▸ YOUR INSTRUCTIONS
Write out the listing below again, requests included, starting with the line that contains "For every instance of the outstretched" and going on through the end of the listing. Scale each answer coordinate by 1.6 and round it to a whole number with halves going up, but leave the requests and their sample points unchanged.

▸ DATA SECTION

◇ ◇ ◇ ◇ ◇ ◇ ◇

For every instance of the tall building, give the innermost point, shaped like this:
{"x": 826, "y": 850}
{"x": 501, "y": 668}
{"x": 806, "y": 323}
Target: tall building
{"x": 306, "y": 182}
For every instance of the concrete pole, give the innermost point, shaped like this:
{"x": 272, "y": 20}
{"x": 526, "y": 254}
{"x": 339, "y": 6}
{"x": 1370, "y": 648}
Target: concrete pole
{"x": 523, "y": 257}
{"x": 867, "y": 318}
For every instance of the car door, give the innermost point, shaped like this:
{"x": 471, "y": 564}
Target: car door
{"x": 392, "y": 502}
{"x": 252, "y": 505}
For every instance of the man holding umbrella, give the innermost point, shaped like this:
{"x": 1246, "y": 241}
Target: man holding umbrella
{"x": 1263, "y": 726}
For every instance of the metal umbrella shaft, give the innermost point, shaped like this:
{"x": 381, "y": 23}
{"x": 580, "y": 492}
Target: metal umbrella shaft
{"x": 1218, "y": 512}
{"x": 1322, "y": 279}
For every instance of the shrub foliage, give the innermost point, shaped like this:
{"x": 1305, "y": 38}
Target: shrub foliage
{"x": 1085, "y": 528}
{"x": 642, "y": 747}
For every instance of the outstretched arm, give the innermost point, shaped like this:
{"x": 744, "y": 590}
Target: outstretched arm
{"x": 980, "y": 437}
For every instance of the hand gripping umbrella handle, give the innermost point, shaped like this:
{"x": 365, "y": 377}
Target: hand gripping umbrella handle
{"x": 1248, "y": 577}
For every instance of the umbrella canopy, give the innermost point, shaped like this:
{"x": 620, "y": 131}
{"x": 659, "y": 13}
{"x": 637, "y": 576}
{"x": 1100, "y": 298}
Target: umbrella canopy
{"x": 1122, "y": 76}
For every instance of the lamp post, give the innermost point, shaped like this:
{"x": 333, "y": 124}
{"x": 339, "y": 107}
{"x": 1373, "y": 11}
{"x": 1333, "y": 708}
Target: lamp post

◇ ◇ ◇ ◇ ◇ ◇ ◇

▸ TASK ANSWER
For every instance of the outstretched arm, give the innermost point, shaped like this:
{"x": 744, "y": 590}
Target: outstretched arm
{"x": 1568, "y": 699}
For every instance of the hand gripping umbrella handle, give the innermost point, shaped like this:
{"x": 365, "y": 377}
Target: hand gripping umbrella handle
{"x": 1997, "y": 923}
For every instance of the umbrella canopy, give the innermost point, shaped like this:
{"x": 620, "y": 131}
{"x": 659, "y": 13}
{"x": 637, "y": 576}
{"x": 1100, "y": 298}
Target: umbrella canopy
{"x": 1795, "y": 122}
For every instance of the lamp post, give the innermost point, shaped like this:
{"x": 333, "y": 124}
{"x": 339, "y": 107}
{"x": 1373, "y": 11}
{"x": 1333, "y": 708}
Target: lamp post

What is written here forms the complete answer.